• [Material shown]:
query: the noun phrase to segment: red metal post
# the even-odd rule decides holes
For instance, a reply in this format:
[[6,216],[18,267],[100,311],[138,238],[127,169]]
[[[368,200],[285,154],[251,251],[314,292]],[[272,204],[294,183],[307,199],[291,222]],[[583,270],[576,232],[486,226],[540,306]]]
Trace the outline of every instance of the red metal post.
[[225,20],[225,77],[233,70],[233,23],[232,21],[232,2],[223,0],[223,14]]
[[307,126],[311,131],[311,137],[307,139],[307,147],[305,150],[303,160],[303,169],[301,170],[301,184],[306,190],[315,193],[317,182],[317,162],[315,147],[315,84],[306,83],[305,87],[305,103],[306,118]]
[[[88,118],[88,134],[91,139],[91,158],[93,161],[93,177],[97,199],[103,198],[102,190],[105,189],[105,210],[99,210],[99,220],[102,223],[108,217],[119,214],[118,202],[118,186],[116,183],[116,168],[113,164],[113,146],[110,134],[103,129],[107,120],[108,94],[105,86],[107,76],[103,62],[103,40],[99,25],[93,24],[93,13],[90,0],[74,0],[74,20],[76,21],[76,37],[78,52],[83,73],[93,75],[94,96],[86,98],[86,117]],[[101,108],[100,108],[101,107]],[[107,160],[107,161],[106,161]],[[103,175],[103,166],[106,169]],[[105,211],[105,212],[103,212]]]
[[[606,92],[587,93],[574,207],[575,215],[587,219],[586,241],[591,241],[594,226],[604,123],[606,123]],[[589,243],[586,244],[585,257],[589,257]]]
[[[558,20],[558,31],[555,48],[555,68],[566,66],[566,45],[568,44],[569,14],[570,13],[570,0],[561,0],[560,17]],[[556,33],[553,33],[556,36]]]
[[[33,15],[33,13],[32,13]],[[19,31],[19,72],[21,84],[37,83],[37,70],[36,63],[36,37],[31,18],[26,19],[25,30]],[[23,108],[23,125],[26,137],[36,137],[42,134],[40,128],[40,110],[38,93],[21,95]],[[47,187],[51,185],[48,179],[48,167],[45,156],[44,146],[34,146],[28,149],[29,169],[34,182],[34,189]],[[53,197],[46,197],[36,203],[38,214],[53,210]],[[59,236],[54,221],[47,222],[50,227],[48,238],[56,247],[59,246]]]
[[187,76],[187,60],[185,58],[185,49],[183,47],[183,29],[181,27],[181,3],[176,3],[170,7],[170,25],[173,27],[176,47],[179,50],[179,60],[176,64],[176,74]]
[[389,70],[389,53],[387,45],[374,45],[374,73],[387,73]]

• [Instructions for the task]: Every record above needs to be repeated word for word.

• [Output]:
query: the noun phrase to segment: red metal post
# the even-odd rule decides holes
For instance, a reply in this format:
[[6,216],[18,267],[100,311],[138,238],[127,169]]
[[[368,200],[285,154],[251,251],[314,292]],[[272,204],[294,183],[307,199],[291,222]],[[583,270],[576,232],[486,226],[540,306]]]
Trace the outline of every instance of the red metal post.
[[225,20],[225,77],[233,70],[233,23],[232,21],[232,2],[223,0],[223,14]]
[[307,126],[311,131],[311,137],[307,139],[307,147],[305,150],[303,160],[303,169],[301,170],[301,184],[306,190],[315,193],[317,182],[317,162],[315,147],[315,84],[306,83],[305,87],[305,103],[306,118]]
[[[88,118],[88,134],[91,139],[91,158],[93,161],[93,177],[97,199],[103,198],[102,190],[105,189],[105,210],[99,210],[99,220],[102,223],[108,217],[119,214],[118,202],[118,186],[116,183],[116,168],[113,164],[113,146],[110,134],[103,129],[107,120],[108,94],[105,86],[107,76],[103,62],[103,40],[99,25],[93,24],[93,13],[90,0],[74,0],[74,20],[76,21],[76,37],[78,52],[83,73],[93,75],[94,96],[86,98],[86,117]],[[101,108],[100,108],[101,107]],[[107,160],[107,161],[106,161]],[[103,175],[103,166],[106,169]],[[105,211],[105,212],[103,212]]]
[[[606,92],[587,93],[574,207],[575,215],[587,219],[586,241],[591,241],[594,226],[604,123],[606,123]],[[589,243],[586,244],[585,257],[589,257]]]
[[[558,20],[558,31],[555,48],[555,68],[566,66],[566,45],[568,44],[569,14],[570,13],[570,0],[561,0],[560,17]],[[556,33],[553,33],[556,36]]]
[[[33,15],[33,13],[32,13]],[[19,31],[19,72],[21,84],[37,83],[37,70],[36,63],[36,37],[31,18],[26,19],[25,30]],[[23,108],[23,125],[26,137],[36,137],[42,134],[40,128],[40,110],[38,93],[21,95]],[[47,187],[51,185],[48,179],[48,167],[45,156],[44,146],[34,146],[28,149],[29,169],[34,182],[34,189]],[[53,197],[46,197],[36,203],[38,214],[53,210]],[[59,236],[54,221],[47,222],[50,227],[48,238],[56,247],[59,246]]]
[[187,76],[187,60],[185,58],[185,49],[183,47],[183,29],[181,27],[181,3],[176,3],[170,7],[170,25],[173,27],[176,47],[179,50],[179,60],[176,64],[176,74]]
[[389,70],[389,53],[387,45],[374,45],[374,73],[387,73]]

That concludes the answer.